*Exercise objective*: How many lines in the rows below contain the word "wall"? Reply with the number alone.

-- Provided records start --

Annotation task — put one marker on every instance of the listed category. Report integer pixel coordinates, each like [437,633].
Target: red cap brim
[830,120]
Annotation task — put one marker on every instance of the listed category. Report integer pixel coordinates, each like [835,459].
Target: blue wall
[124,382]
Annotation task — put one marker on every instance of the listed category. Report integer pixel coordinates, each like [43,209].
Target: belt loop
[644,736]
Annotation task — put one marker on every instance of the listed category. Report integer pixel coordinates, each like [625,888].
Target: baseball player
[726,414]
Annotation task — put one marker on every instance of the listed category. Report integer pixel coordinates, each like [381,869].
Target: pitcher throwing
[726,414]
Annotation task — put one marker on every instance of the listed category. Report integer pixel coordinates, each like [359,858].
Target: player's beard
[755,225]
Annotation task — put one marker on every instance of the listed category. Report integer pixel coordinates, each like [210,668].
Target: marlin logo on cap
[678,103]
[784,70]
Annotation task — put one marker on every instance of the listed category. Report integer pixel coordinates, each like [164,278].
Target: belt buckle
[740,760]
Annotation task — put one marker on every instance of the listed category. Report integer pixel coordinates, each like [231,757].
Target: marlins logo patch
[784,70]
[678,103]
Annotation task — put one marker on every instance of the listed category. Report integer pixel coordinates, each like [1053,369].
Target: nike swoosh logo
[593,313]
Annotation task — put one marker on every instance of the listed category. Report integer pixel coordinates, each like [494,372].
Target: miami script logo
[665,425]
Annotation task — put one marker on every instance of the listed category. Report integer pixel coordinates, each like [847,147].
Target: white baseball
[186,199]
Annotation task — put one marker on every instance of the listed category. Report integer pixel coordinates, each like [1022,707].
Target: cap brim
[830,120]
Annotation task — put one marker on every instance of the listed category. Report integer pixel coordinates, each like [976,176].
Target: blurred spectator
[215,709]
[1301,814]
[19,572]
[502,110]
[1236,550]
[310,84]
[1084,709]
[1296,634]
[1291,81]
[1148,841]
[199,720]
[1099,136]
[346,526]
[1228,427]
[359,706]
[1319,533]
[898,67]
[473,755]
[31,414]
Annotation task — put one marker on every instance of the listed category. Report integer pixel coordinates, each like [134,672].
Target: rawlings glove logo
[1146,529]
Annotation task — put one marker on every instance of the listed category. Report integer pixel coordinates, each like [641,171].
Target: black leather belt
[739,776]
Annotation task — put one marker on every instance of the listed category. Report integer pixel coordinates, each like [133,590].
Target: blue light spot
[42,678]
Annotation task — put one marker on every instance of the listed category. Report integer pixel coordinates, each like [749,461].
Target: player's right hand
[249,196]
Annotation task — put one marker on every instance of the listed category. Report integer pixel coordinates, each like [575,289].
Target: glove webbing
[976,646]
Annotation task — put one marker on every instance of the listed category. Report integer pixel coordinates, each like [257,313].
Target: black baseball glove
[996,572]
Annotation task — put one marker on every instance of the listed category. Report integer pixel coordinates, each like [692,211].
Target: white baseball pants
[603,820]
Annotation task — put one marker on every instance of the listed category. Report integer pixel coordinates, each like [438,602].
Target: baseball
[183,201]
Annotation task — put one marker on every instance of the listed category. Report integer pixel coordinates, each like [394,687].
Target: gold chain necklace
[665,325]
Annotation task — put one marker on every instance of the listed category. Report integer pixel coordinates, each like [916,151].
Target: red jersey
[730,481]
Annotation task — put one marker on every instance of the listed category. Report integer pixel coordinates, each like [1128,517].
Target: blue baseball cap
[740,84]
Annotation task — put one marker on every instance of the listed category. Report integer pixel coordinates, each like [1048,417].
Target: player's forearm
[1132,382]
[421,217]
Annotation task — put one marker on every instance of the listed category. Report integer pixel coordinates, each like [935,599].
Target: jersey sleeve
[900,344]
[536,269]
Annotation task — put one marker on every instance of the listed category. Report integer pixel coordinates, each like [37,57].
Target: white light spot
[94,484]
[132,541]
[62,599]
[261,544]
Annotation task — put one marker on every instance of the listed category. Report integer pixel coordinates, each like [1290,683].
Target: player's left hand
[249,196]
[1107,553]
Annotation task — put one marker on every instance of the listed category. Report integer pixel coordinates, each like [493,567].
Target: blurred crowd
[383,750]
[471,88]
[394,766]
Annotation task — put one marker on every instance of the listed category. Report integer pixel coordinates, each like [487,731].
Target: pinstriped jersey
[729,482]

-- Provided records end --
-- Provided records start --

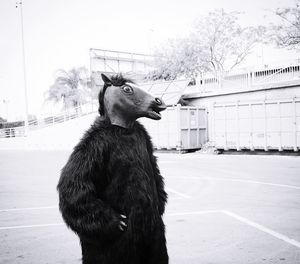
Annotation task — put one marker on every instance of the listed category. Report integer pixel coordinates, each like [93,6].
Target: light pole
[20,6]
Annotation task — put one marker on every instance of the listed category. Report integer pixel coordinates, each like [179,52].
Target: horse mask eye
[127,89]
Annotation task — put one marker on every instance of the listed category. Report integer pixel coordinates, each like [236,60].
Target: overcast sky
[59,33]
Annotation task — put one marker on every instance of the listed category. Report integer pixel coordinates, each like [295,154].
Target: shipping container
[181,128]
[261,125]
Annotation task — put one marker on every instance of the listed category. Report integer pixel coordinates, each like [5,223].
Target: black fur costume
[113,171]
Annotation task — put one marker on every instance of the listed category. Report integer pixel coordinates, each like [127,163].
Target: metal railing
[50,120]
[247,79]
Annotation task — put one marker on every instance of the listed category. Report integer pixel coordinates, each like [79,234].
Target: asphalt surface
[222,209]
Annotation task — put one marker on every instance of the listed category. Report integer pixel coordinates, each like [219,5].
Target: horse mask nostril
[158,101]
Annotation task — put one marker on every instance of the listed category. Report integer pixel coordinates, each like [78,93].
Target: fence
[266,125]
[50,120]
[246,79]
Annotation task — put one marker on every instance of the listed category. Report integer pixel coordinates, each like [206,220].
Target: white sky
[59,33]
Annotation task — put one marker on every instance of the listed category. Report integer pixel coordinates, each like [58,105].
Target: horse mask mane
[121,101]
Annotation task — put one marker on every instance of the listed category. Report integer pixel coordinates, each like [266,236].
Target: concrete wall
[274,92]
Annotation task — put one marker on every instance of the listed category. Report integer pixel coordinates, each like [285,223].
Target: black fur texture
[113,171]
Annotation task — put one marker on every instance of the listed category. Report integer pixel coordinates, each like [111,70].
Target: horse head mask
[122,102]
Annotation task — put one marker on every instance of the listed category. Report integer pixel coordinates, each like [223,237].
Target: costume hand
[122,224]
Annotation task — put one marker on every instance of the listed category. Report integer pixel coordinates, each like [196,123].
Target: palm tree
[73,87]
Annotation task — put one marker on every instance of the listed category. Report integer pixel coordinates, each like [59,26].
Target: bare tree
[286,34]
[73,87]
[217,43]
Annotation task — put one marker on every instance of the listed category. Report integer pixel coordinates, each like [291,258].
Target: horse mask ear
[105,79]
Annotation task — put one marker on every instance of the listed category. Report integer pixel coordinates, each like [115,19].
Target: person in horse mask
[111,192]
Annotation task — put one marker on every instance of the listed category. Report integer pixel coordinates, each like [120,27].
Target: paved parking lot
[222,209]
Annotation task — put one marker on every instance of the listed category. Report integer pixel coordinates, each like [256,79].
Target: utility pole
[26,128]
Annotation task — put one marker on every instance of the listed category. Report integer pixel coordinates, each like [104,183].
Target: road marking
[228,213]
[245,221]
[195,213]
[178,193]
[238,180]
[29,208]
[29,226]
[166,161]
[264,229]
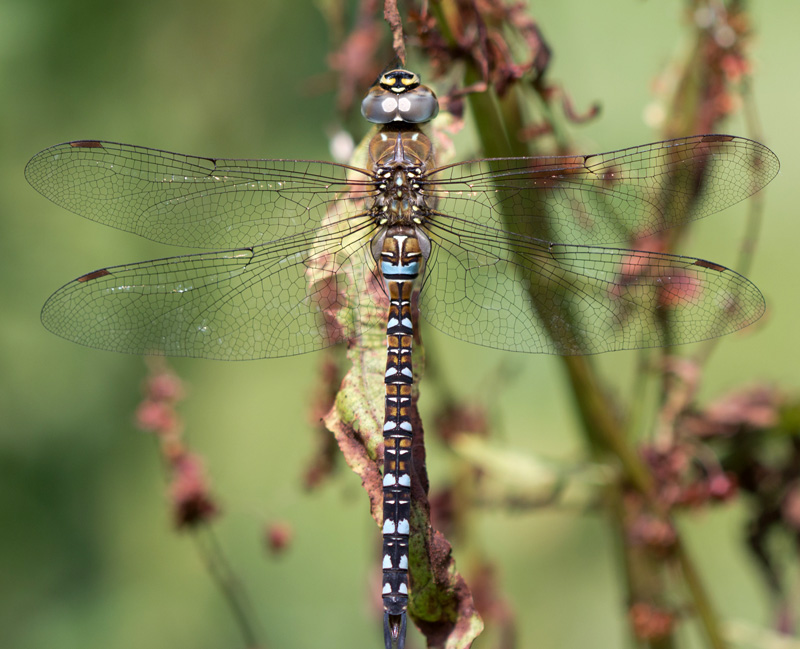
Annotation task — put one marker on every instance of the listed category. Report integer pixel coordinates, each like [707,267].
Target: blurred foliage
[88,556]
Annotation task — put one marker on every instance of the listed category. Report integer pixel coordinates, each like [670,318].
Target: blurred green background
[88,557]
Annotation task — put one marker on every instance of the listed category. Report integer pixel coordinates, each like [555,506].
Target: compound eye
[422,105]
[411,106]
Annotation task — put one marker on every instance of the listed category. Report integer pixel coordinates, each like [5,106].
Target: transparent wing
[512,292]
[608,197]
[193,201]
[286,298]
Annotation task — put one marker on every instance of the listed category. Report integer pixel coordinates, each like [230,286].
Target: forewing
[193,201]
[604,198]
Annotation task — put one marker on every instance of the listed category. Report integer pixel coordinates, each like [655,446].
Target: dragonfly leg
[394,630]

-- Provided records end --

*Output*: 2